— Short problem —
Rewrite the material below as a numbered list with one line per item, leaving out any blank lines.

— BEGIN Dataset content —

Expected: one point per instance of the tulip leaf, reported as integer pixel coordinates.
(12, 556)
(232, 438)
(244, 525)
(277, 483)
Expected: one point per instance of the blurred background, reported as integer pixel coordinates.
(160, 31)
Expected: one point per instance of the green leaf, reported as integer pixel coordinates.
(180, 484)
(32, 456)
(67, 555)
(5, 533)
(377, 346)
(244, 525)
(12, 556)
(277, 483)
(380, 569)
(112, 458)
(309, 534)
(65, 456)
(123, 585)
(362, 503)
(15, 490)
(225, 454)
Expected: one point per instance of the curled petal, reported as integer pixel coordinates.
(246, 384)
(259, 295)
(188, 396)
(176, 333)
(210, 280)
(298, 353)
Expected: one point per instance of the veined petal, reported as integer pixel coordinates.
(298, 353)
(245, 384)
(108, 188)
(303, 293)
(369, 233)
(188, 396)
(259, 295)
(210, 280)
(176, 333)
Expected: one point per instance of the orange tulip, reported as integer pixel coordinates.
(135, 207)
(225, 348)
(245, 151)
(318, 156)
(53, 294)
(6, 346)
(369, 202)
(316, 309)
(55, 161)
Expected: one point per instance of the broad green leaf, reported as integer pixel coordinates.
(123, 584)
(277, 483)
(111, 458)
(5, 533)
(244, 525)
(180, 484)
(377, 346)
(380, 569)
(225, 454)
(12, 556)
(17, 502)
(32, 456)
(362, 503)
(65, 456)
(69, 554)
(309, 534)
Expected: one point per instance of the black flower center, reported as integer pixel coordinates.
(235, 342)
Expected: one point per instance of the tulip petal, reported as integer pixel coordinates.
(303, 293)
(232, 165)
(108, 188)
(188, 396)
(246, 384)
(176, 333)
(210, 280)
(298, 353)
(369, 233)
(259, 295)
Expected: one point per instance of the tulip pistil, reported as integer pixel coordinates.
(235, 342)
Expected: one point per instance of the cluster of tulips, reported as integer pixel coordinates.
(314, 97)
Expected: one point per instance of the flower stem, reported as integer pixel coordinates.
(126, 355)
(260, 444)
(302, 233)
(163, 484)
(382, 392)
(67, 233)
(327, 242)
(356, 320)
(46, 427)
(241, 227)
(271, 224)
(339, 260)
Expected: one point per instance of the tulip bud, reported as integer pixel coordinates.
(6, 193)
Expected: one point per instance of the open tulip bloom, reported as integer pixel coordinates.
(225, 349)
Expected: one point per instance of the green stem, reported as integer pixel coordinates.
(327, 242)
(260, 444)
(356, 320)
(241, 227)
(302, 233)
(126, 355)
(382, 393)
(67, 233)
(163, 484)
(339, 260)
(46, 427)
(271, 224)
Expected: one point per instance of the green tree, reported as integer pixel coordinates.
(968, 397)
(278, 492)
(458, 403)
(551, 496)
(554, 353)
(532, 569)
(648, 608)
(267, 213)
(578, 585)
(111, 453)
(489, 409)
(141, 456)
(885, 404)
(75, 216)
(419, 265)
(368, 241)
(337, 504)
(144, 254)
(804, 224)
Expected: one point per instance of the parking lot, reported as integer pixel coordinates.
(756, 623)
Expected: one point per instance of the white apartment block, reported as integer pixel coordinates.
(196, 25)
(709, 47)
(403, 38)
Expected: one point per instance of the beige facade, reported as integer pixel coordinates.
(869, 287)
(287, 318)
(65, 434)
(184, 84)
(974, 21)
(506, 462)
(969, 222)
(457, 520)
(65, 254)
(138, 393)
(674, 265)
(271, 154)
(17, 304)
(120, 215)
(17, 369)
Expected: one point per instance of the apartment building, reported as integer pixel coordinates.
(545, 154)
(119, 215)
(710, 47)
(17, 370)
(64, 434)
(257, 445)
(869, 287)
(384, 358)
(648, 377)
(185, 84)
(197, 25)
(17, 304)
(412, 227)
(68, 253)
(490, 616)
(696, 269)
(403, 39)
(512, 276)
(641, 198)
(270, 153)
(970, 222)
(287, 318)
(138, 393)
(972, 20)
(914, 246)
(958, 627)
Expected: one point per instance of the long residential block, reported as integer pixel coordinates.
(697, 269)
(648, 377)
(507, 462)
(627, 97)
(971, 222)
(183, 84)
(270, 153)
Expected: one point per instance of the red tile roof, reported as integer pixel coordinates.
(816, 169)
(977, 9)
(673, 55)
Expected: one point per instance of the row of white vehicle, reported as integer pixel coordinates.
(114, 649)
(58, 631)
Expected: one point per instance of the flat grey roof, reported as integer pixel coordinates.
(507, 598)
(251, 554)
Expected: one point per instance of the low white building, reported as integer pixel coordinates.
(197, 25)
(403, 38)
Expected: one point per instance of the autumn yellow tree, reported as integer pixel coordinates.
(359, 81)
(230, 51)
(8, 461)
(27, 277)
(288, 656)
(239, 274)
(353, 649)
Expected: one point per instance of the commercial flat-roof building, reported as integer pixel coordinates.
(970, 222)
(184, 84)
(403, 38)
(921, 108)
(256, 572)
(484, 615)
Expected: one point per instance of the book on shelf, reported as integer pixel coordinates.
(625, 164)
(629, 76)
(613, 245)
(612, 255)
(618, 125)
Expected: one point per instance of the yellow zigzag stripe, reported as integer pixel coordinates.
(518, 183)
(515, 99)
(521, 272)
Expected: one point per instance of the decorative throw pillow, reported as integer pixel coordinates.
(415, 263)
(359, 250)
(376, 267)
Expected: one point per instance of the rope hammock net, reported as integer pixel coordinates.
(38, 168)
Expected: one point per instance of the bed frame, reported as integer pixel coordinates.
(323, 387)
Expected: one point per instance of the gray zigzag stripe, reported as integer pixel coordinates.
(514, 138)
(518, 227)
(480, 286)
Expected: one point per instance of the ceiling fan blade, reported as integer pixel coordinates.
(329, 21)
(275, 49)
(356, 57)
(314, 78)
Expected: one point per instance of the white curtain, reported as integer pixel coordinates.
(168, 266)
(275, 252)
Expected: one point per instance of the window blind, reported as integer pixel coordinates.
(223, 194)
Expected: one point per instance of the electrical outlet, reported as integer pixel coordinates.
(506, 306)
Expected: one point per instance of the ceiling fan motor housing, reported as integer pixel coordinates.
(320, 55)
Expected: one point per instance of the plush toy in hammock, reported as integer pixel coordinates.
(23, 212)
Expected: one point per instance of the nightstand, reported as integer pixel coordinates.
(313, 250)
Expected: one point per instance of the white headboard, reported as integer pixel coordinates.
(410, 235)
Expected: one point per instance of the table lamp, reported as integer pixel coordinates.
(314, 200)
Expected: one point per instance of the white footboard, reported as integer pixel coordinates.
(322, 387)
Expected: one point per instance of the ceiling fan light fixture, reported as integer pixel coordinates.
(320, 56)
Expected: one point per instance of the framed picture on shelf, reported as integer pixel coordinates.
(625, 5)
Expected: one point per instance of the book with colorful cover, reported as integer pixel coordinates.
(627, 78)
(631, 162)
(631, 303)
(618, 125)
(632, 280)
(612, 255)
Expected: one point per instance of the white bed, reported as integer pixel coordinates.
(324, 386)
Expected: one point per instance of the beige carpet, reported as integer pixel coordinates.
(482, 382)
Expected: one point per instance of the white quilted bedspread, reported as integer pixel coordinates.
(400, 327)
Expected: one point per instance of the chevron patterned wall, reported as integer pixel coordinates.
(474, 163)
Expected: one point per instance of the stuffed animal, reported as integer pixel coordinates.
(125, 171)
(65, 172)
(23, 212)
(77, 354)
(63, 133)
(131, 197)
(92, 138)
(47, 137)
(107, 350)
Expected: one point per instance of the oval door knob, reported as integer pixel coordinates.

— END Dataset content —

— Reply —
1. Expected: one point per instance of the tulip leaf, reported as integer pixel coordinates.
2. (12, 556)
3. (232, 438)
4. (244, 525)
5. (277, 483)
6. Expected: one point per instance of the blurred background, reported as integer pixel coordinates.
7. (160, 31)
8. Expected: one point per instance of the green leaf, reported as integer pixel coordinates.
9. (180, 484)
10. (32, 456)
11. (67, 555)
12. (5, 533)
13. (377, 346)
14. (244, 525)
15. (12, 556)
16. (277, 483)
17. (380, 569)
18. (112, 458)
19. (309, 534)
20. (65, 456)
21. (123, 585)
22. (362, 503)
23. (15, 490)
24. (225, 454)
25. Expected: one point per instance of the curled petal, reported as integer pixel coordinates.
26. (246, 384)
27. (259, 295)
28. (188, 396)
29. (176, 333)
30. (210, 280)
31. (298, 353)
32. Expected: one point per instance of the veined petal, reported as integer pixel coordinates.
33. (298, 353)
34. (245, 384)
35. (108, 188)
36. (303, 293)
37. (369, 233)
38. (188, 396)
39. (259, 295)
40. (210, 280)
41. (176, 333)
42. Expected: one point per instance of the orange tulip, reported as integer pixel coordinates.
43. (135, 207)
44. (225, 348)
45. (245, 151)
46. (318, 156)
47. (53, 294)
48. (6, 346)
49. (369, 202)
50. (316, 309)
51. (55, 161)
52. Expected: one point per instance of the broad green leaf, reported as integer pixel coordinates.
53. (123, 584)
54. (277, 483)
55. (111, 458)
56. (5, 533)
57. (244, 525)
58. (180, 484)
59. (377, 346)
60. (380, 569)
61. (225, 454)
62. (12, 556)
63. (17, 502)
64. (32, 456)
65. (362, 503)
66. (65, 456)
67. (69, 554)
68. (309, 534)
69. Expected: one point per instance of the black flower center, reported as integer pixel coordinates.
70. (235, 342)
71. Expected: one point per instance of the tulip petal, reported as integer pixel coordinates.
72. (303, 293)
73. (232, 165)
74. (108, 188)
75. (188, 396)
76. (246, 384)
77. (176, 333)
78. (210, 280)
79. (298, 353)
80. (369, 233)
81. (259, 295)
82. Expected: one point per instance of the tulip pistil, reported as integer pixel coordinates.
83. (235, 342)
84. Expected: one point per instance of the cluster of tulips, reported as integer pixel coordinates.
85. (314, 97)
86. Expected: one point per instance of the flower stem, reported as integer pixel coordinates.
87. (126, 355)
88. (260, 444)
89. (302, 233)
90. (163, 484)
91. (382, 392)
92. (67, 233)
93. (327, 242)
94. (356, 320)
95. (46, 427)
96. (241, 227)
97. (271, 224)
98. (339, 260)
99. Expected: one point per instance of the tulip bud, reported as integer pixel coordinates.
100. (6, 193)
101. Expected: one point per instance of the open tulip bloom, reported as integer pixel coordinates.
102. (225, 349)
103. Expected: one point per instance of the green stem, reported as integer pixel coordinates.
104. (327, 242)
105. (260, 444)
106. (356, 320)
107. (241, 227)
108. (302, 233)
109. (126, 355)
110. (382, 393)
111. (67, 233)
112. (163, 484)
113. (339, 260)
114. (46, 427)
115. (271, 224)
116. Expected: one point per instance of the green tree, reported as integer pixel coordinates.
117. (968, 397)
118. (278, 492)
119. (458, 403)
120. (551, 496)
121. (554, 353)
122. (532, 569)
123. (648, 608)
124. (267, 213)
125. (578, 585)
126. (111, 453)
127. (489, 409)
128. (141, 456)
129. (885, 404)
130. (75, 216)
131. (419, 265)
132. (368, 241)
133. (337, 504)
134. (144, 254)
135. (804, 224)
136. Expected: one point per instance of the parking lot, reported as integer pixel coordinates.
137. (756, 623)
138. Expected: one point per instance of the white apartment block, reported as integer pixel coordinates.
139. (196, 25)
140. (709, 47)
141. (403, 38)
142. Expected: one point per instance of the beige facade, reported as integer pixel coordinates.
143. (869, 287)
144. (287, 318)
145. (65, 434)
146. (184, 84)
147. (974, 21)
148. (506, 462)
149. (969, 222)
150. (457, 520)
151. (65, 254)
152. (138, 393)
153. (674, 265)
154. (271, 154)
155. (17, 304)
156. (120, 215)
157. (17, 369)
158. Expected: one point per instance of the apartment building, reported as integer pixel coordinates.
159. (545, 154)
160. (119, 215)
161. (710, 47)
162. (17, 370)
163. (64, 434)
164. (257, 445)
165. (869, 287)
166. (384, 358)
167. (648, 377)
168. (185, 84)
169. (197, 25)
170. (17, 304)
171. (412, 227)
172. (68, 253)
173. (490, 616)
174. (696, 269)
175. (403, 39)
176. (512, 276)
177. (641, 198)
178. (270, 153)
179. (970, 222)
180. (287, 318)
181. (138, 393)
182. (972, 20)
183. (914, 246)
184. (958, 627)
185. Expected: one point per instance of the long residential block, reported as integer pixel coordinates.
186. (697, 269)
187. (648, 377)
188. (507, 462)
189. (627, 97)
190. (971, 222)
191. (183, 84)
192. (270, 153)
193. Expected: one point per instance of the red tile roof, reported as integer pixel coordinates.
194. (816, 169)
195. (977, 9)
196. (673, 55)
197. Expected: one point per instance of the row of white vehicle, reported as integer pixel coordinates.
198. (114, 649)
199. (58, 631)
200. Expected: one point per instance of the flat grey roof, reported as integer pixel coordinates.
201. (507, 598)
202. (251, 554)
203. Expected: one point per instance of the low white building, reported as integer pixel coordinates.
204. (197, 25)
205. (403, 38)
206. Expected: one point per instance of the autumn yellow tree, reported as integer pixel coordinates.
207. (359, 81)
208. (230, 51)
209. (8, 461)
210. (27, 277)
211. (288, 656)
212. (239, 274)
213. (353, 649)
214. Expected: one point per instance of the commercial flat-roof building, reported as integer pixel coordinates.
215. (970, 222)
216. (184, 84)
217. (403, 38)
218. (921, 108)
219. (256, 572)
220. (484, 615)
221. Expected: one point per instance of the book on shelf, reported as integer pixel coordinates.
222. (625, 164)
223. (629, 76)
224. (613, 245)
225. (612, 255)
226. (618, 125)
227. Expected: one point per instance of the yellow zigzag stripe, reported as integer pixel coordinates.
228. (518, 183)
229. (515, 99)
230. (521, 272)
231. Expected: one point per instance of the decorative throw pillow, reported as integer pixel coordinates.
232. (415, 263)
233. (359, 250)
234. (376, 267)
235. Expected: one point per instance of the rope hammock net, reported as integer pixel coordinates.
236. (38, 168)
237. Expected: one point per instance of the bed frame, reported as integer pixel coordinates.
238. (323, 387)
239. Expected: one point per instance of the gray zigzag stripe, reported as integer pixel coordinates.
240. (514, 138)
241. (518, 227)
242. (480, 286)
243. Expected: one point per instance of the ceiling fan blade, reported as integer pixel coordinates.
244. (329, 21)
245. (275, 49)
246. (356, 57)
247. (314, 78)
248. Expected: one point per instance of the white curtain, reported as integer pixel coordinates.
249. (168, 266)
250. (275, 252)
251. Expected: one point per instance of the window blind, reported as integer pixel coordinates.
252. (223, 194)
253. Expected: one point per instance of the electrical outlet, reported as integer pixel coordinates.
254. (506, 306)
255. Expected: one point per instance of the ceiling fan motor housing, reported as integer pixel coordinates.
256. (320, 55)
257. Expected: one point per instance of the plush toy in hammock, reported as integer pixel coordinates.
258. (23, 212)
259. Expected: one point per instance of the nightstand, reported as integer pixel coordinates.
260. (313, 250)
261. Expected: one point per instance of the white headboard, reported as integer pixel coordinates.
262. (410, 235)
263. Expected: one point per instance of the table lamp, reported as integer pixel coordinates.
264. (314, 200)
265. Expected: one point per instance of the white footboard, reported as integer pixel coordinates.
266. (322, 387)
267. Expected: one point per instance of the ceiling fan light fixture, reported as integer pixel coordinates.
268. (320, 56)
269. Expected: one point per instance of the framed picture on shelf, reported as integer pixel coordinates.
270. (625, 5)
271. Expected: one point per instance of the book with colorful cover, reported as integer pixel coordinates.
272. (627, 78)
273. (631, 162)
274. (631, 303)
275. (618, 125)
276. (632, 280)
277. (612, 255)
278. Expected: one point per instance of the white bed, reported as integer pixel coordinates.
279. (324, 386)
280. Expected: one point per instance of the beige carpet, reported as integer pixel coordinates.
281. (482, 382)
282. Expected: one point per instance of the white quilted bedspread, reported as integer pixel coordinates.
283. (400, 327)
284. Expected: one point per instance of the chevron patterned wall, reported as integer pixel coordinates.
285. (474, 163)
286. Expected: one point per instance of the stuffed animal, reported as integer pixel coordinates.
287. (125, 171)
288. (65, 172)
289. (23, 212)
290. (77, 354)
291. (63, 133)
292. (131, 197)
293. (92, 138)
294. (47, 137)
295. (107, 350)
296. Expected: one point per instance of the oval door knob, reported as integer pixel coordinates.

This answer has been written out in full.